◆ **Instructions for the task**: Please tally every line in the listing below where the word "order" appears, then give the number and nothing more.

◆ **Records to use**:
━━━
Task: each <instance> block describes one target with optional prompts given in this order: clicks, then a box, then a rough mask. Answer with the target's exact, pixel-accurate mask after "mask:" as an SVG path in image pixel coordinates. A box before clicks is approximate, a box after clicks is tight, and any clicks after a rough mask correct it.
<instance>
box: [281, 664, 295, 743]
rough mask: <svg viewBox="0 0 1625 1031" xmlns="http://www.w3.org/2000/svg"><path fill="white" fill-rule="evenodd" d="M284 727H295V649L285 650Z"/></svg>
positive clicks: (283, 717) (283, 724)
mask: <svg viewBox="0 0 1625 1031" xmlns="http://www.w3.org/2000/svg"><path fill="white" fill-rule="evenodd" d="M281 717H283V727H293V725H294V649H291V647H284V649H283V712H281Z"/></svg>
━━━
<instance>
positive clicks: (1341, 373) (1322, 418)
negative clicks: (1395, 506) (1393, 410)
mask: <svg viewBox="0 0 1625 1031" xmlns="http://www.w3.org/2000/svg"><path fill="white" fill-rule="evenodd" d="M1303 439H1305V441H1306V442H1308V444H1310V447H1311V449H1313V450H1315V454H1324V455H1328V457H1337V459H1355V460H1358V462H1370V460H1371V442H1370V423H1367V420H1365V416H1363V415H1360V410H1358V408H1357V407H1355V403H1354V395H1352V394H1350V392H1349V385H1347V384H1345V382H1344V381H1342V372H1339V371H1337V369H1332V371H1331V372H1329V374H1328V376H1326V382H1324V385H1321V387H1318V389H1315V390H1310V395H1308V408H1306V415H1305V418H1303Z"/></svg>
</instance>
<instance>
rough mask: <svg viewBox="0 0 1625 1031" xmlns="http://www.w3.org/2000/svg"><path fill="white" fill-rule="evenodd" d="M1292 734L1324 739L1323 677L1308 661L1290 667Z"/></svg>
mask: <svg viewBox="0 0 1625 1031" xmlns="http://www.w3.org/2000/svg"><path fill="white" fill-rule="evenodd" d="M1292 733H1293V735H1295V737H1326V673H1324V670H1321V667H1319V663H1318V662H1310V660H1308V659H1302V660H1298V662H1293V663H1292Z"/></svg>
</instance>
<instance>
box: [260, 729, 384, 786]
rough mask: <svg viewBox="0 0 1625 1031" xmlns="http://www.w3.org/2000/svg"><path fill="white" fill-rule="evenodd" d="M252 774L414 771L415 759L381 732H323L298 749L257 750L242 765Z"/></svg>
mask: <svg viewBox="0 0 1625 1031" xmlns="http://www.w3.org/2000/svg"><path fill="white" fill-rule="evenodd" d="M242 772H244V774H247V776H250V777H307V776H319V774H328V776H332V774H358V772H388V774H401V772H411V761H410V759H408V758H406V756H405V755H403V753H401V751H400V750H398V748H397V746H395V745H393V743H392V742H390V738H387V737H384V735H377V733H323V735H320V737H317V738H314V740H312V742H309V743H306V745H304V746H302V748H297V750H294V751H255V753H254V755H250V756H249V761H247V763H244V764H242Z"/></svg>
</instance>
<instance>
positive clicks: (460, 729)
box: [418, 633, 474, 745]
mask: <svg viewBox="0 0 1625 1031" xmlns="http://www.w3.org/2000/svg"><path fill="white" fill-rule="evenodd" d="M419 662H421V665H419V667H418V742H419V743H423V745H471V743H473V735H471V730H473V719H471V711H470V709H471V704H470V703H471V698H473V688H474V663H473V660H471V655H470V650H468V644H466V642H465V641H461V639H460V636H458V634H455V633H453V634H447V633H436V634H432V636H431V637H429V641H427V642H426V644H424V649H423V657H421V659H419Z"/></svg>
━━━
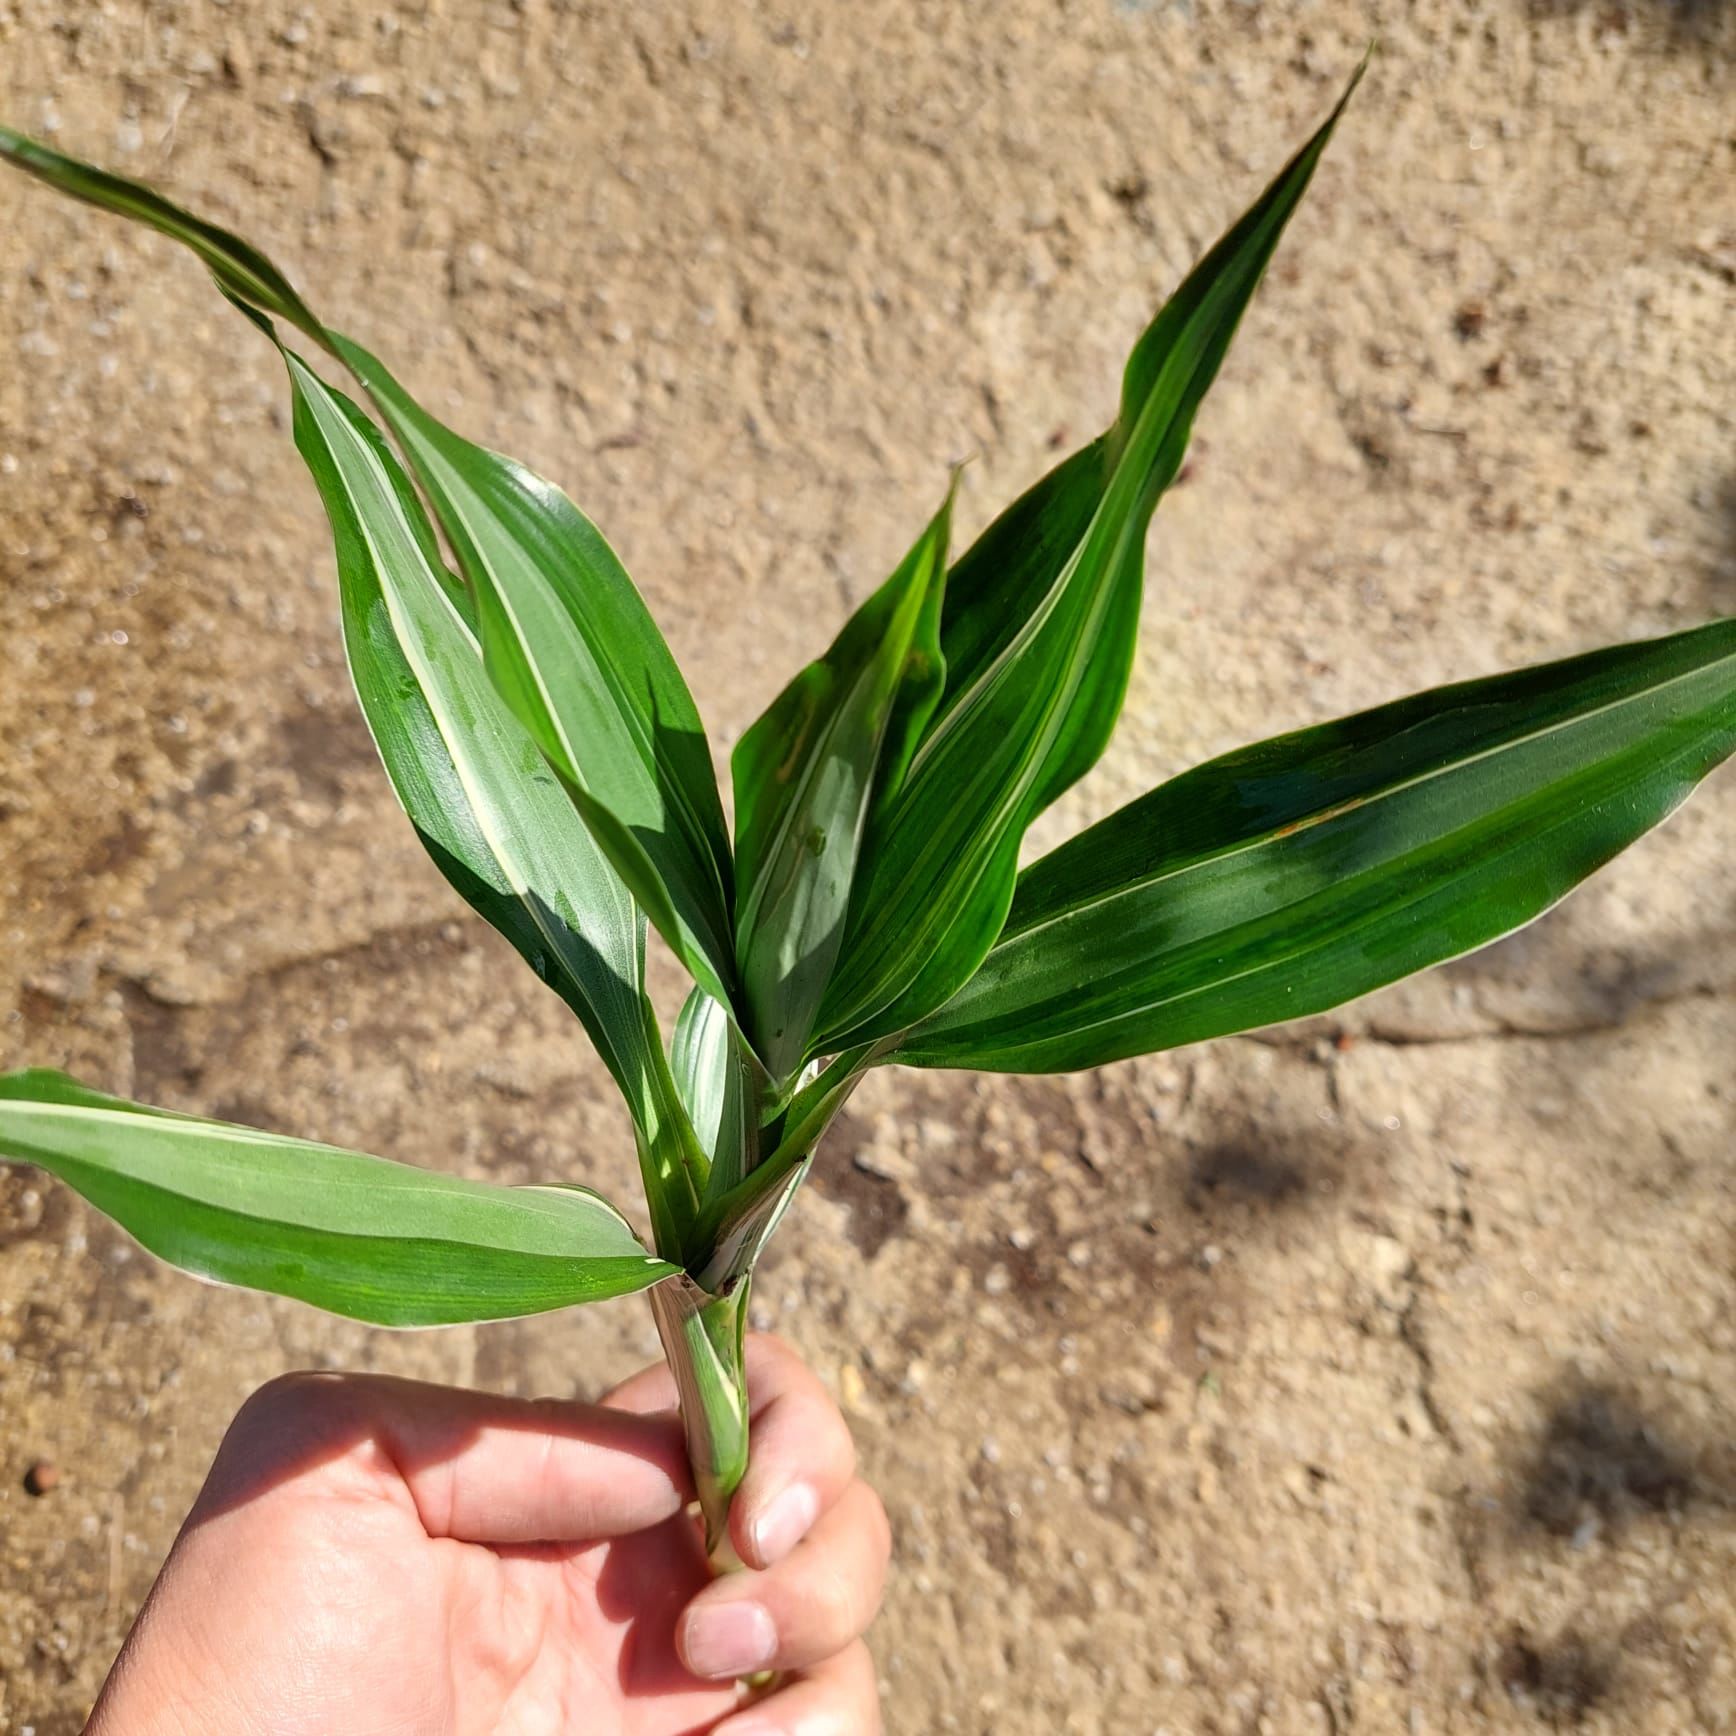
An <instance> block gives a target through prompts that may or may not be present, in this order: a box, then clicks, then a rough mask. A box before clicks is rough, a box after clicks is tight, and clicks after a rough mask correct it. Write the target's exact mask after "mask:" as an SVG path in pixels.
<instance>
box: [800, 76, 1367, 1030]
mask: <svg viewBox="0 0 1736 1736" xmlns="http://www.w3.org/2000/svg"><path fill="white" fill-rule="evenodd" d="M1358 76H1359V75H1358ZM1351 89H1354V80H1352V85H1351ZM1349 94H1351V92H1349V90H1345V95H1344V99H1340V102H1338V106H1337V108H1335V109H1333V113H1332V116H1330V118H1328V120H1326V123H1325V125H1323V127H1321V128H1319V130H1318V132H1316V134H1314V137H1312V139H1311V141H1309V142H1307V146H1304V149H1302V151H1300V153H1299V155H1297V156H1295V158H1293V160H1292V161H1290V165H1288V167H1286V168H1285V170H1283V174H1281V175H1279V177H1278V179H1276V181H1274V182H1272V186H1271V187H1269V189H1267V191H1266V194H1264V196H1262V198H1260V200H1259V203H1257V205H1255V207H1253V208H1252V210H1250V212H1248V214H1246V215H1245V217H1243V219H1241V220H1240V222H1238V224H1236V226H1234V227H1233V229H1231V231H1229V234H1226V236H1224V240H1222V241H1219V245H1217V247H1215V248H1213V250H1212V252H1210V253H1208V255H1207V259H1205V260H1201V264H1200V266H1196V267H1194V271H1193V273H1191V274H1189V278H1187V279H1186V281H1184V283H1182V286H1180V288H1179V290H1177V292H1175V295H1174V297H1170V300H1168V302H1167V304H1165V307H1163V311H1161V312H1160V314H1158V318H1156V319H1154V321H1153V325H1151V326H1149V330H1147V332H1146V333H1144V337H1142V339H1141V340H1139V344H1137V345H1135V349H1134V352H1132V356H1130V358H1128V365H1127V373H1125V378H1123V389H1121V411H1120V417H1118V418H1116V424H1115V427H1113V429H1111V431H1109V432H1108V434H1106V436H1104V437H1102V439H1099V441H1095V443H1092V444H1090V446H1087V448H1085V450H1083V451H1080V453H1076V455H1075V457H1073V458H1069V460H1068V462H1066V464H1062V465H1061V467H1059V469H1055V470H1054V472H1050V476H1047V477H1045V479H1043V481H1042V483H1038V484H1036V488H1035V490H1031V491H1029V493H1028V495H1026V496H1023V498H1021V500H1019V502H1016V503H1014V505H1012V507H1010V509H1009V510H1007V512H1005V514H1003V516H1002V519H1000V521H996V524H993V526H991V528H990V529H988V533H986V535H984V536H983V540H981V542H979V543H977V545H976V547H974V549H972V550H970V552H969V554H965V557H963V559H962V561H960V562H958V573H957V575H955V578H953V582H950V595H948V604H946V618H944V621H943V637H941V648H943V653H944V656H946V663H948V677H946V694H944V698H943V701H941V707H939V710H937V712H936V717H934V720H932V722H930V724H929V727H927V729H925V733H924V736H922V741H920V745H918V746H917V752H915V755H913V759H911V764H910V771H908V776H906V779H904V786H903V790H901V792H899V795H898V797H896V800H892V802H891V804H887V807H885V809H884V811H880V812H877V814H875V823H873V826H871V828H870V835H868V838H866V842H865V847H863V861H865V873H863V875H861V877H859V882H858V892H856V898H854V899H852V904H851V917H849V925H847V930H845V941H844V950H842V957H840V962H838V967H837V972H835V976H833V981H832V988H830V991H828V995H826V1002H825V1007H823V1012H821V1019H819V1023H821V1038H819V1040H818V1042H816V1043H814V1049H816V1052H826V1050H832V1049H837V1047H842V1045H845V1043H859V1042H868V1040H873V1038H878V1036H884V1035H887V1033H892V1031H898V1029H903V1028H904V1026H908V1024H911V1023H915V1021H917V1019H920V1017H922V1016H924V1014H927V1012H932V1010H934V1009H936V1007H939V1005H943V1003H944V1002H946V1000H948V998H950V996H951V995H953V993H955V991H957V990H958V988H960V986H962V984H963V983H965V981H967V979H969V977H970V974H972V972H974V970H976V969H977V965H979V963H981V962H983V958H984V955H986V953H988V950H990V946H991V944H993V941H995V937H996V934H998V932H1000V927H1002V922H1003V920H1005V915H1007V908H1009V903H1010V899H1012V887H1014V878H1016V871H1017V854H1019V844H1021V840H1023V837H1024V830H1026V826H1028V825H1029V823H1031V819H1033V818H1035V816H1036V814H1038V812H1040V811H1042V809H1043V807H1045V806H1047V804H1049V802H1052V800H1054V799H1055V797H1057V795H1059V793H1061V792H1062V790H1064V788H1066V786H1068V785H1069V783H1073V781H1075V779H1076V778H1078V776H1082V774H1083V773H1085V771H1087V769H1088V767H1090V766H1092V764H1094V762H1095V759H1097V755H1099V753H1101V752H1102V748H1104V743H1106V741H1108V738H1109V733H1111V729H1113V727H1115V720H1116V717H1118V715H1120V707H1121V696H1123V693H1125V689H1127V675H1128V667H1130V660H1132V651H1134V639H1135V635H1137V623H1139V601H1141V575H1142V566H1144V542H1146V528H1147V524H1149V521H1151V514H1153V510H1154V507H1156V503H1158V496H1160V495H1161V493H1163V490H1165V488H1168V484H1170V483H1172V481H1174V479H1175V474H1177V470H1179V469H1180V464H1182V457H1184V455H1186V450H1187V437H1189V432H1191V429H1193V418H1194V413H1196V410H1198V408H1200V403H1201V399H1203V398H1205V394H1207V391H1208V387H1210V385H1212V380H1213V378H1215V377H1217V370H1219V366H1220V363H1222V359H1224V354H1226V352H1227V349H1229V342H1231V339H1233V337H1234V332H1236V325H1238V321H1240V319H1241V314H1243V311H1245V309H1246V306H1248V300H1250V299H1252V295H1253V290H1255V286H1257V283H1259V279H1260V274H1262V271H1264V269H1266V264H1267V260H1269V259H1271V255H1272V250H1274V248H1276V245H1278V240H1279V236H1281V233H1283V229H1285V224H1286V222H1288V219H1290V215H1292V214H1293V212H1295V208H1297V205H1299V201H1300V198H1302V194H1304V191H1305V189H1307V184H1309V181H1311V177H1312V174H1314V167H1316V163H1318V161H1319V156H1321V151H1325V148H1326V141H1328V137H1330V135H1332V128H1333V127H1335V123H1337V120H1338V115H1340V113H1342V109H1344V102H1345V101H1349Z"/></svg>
━━━
◆ **Solution**: 2